** begin Extract provided **
[Rd] [External] Re: 1954 from NA
Greg Warnes
greg @end|ng |rom w@rne@@net
Thu Jun 3 23:01:23 CEST 2021
I would be glad to add this to one of my R packages, probably `gdata`..
-G
Gregory R. Warnes, Ph.D.
greg using warnes.net
Eternity is a long time, take a friend!
> On May 26, 2021, at 1:09 PM, Adrian Dușa <dusa.adrian using gmail.com> wrote:
>
> Yes, that is even better.
> Best,
> Adrian
>
> On Wed, May 26, 2021 at 7:05 PM Duncan Murdoch <murdoch.duncan using gmail.com <mailto:murdoch.duncan using gmail.com>>
> wrote:
>
>> After 5 minutes more thought:
>>
>> - code non-missing as missingKind = NA, not 0, so that missingKind could
>> be a character vector, or missingKind = 0 could be supported.
>>
>> - print methods should return the main argument, so mine should be
>>
>> print.MultiMissing <- function(x, ...) {
>> vals <- as.character(x)
** end Extract provided **
** begin Dataset section **
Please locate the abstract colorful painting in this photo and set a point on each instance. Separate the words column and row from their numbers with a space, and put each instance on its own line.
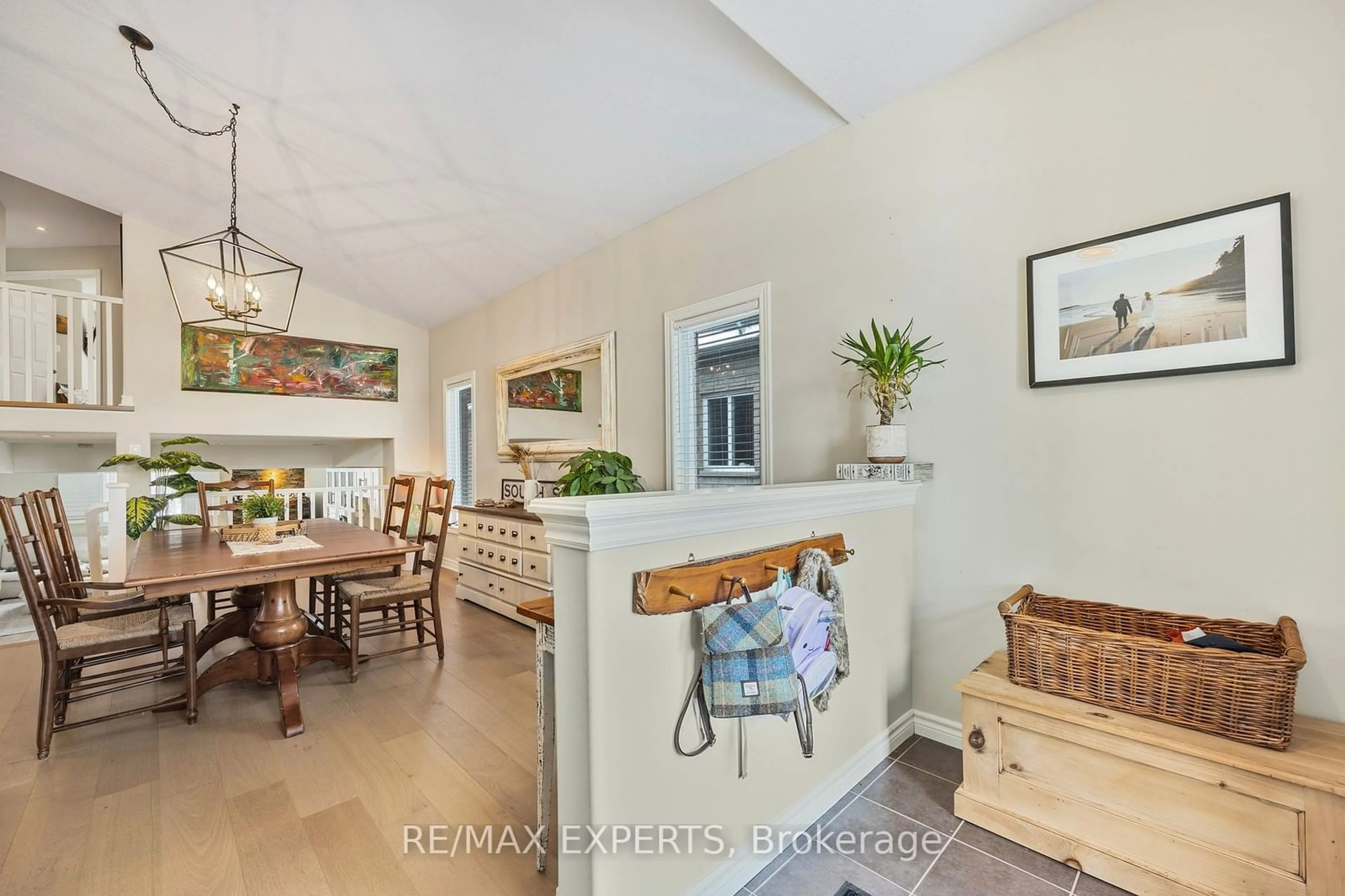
column 284, row 365
column 556, row 389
** end Dataset section **
Stated task A: In the mailing-list message, which R package does Greg Warnes say he would probably add this to?
Stated task B: Continue the mailing-list message from the last line shown.
The listing above was taken from a separate source.

Task output A: gdata

Task output B:
>> if (!is.character(x) || inherits(x, "noquote"))
>> print(noquote(vals))
>> else
>> print(vals)
>> invisible(x)
>> }
>>
>> This still needs a lot of improvement to be a good print method, but
>> I'll leave that to you.
>>
>> Duncan Murdoch
>>
>> On 26/05/2021 11:43 a.m., Duncan Murdoch wrote:
>>> On 26/05/2021 10:22 a.m., Adrian Dușa wrote:
>>>> Dear Duncan,
>>>>
>>>> On Wed, May 26, 2021 at 2:27 AM Duncan Murdoch <
>> murdoch.duncan using gmail.com
>>>> <mailto:murdoch.duncan using gmail.com>> wrote:
>>>>
>>>> You've already been told how to solve this: just add attributes
>> to the
>>>> objects. Use the standard NA to indicate that there is some kind of
>>>> missingness, and the attribute to describe exactly what it is.
>> Stick a
>>>> class on those objects and define methods so that subsetting and
>>>> arithmetic preserves the extra info you've added. If you do some
>>>> operation that turns those NAs into NaNs, big deal: the attribute
>> will
>>>> still be there, and is.na <http://is.na>(NaN) still returns TRUE.
>>>>
>>>>
>>>> I've already tried the attributes way, it is not so easy.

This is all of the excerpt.